— start of DATASET EXCERPTS —

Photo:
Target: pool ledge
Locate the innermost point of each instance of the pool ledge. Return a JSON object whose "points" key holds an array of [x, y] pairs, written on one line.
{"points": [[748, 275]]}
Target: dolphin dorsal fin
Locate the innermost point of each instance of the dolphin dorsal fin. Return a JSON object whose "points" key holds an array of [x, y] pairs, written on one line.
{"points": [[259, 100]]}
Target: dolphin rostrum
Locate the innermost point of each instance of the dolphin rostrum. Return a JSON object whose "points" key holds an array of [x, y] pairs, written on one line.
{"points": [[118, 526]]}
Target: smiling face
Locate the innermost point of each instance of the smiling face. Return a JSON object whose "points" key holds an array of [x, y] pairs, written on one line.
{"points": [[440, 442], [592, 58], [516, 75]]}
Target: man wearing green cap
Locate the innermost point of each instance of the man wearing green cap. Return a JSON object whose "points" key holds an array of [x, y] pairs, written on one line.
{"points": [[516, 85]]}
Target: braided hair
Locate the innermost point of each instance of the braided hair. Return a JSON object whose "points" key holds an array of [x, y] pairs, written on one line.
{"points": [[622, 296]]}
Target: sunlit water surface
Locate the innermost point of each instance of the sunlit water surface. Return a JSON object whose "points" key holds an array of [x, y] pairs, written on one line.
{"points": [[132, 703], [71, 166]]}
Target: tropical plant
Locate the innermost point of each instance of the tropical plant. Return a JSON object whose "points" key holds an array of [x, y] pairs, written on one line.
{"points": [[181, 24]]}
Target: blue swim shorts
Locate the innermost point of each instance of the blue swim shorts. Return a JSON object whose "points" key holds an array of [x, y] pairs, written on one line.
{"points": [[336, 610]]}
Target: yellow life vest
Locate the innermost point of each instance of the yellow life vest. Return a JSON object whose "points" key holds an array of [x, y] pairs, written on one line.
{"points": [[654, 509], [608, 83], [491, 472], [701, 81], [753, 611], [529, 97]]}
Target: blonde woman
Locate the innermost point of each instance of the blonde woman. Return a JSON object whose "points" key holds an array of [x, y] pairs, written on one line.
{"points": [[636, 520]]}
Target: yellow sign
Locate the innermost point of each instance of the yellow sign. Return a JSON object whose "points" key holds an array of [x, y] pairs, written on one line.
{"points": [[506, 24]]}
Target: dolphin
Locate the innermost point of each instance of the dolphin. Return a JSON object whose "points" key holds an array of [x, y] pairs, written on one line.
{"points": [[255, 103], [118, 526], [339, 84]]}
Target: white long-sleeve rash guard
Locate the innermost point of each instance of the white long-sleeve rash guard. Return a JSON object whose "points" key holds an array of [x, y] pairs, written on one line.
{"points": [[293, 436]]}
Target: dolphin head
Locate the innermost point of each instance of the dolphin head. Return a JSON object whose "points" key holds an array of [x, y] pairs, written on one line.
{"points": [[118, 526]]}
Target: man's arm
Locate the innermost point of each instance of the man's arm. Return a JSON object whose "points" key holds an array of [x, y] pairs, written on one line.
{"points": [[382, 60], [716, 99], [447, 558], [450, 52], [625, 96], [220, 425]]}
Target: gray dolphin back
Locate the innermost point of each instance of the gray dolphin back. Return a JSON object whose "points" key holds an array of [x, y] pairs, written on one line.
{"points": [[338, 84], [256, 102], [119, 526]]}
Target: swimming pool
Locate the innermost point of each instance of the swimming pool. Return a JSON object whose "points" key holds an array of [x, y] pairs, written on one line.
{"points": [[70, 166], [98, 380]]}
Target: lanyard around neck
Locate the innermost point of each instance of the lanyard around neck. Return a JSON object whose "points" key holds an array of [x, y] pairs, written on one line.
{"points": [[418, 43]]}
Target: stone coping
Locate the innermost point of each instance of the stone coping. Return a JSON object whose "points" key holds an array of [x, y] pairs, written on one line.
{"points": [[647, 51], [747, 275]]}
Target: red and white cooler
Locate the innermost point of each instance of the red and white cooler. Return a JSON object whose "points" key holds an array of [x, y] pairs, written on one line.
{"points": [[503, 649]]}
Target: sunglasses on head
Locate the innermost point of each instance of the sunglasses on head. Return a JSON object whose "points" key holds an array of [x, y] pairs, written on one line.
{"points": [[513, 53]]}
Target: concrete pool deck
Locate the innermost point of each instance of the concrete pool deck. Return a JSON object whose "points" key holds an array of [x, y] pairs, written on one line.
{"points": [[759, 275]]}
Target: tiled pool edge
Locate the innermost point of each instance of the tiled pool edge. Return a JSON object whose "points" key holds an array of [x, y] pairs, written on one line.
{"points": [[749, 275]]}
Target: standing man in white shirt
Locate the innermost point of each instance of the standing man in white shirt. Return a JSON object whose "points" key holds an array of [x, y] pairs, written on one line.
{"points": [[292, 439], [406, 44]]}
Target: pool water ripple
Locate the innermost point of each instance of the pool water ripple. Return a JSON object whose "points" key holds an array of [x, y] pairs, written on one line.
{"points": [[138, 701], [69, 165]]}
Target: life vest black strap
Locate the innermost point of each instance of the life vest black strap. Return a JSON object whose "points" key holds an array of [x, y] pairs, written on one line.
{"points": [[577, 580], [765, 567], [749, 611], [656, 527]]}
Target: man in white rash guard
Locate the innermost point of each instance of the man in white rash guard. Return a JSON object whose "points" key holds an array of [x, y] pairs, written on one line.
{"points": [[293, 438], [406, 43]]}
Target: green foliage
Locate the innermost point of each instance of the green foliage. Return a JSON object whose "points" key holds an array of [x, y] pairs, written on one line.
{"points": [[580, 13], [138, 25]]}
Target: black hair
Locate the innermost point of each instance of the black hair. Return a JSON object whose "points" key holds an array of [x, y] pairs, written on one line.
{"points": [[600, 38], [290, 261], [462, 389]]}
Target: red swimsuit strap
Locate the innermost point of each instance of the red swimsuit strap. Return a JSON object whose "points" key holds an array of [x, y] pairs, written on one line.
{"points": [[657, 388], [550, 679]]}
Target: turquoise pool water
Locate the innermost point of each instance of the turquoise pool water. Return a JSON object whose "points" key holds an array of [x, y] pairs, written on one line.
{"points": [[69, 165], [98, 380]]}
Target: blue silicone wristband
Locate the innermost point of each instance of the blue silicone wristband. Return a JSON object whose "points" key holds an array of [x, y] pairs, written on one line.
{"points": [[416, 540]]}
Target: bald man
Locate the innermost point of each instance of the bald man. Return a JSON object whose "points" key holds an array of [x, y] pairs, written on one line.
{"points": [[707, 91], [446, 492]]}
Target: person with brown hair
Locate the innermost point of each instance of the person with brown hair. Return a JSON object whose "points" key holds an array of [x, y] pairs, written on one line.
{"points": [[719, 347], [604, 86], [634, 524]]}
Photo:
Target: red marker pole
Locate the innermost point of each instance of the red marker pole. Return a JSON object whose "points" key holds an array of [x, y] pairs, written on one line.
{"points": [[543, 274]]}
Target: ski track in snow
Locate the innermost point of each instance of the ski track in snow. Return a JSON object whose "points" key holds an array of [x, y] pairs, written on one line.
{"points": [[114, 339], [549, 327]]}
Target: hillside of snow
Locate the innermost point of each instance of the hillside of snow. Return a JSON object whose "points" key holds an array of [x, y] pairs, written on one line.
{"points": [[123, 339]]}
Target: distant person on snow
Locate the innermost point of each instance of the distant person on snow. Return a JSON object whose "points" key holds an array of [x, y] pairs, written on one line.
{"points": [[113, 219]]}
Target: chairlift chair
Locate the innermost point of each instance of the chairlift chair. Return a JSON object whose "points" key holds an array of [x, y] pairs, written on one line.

— end of DATASET EXCERPTS —

» **TASK GOAL**: Copy out, word for word, the lines running from the one containing "Target: distant person on snow" up to and including the last line of the entries.

» **THE COMPLETED TASK**:
Target: distant person on snow
Locate the innermost point of each instance of the distant person on snow. Return a JSON object whose "points" key holds an array of [x, y] pairs, written on one line.
{"points": [[113, 219]]}
Target: chairlift chair
Locate the innermost point of each instance of the chairlift chair. Return a JSON object whose "points" key holds an array of [x, y] pairs, written on one line.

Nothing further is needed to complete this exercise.